BEGIN Available records
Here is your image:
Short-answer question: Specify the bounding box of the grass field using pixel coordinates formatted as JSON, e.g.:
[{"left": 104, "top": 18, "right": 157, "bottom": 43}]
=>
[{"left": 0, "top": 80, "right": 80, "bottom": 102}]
END Available records
» Written exercise: Rewrite every entry above line for line, shifting each coordinate value in the answers by +15 and leaving all other numbers unchanged.

» Solution for this problem:
Here is your image:
Short-answer question: Specify the bounding box of the grass field using pixel coordinates formatted as JSON, e.g.:
[{"left": 104, "top": 18, "right": 157, "bottom": 43}]
=>
[{"left": 15, "top": 95, "right": 95, "bottom": 117}]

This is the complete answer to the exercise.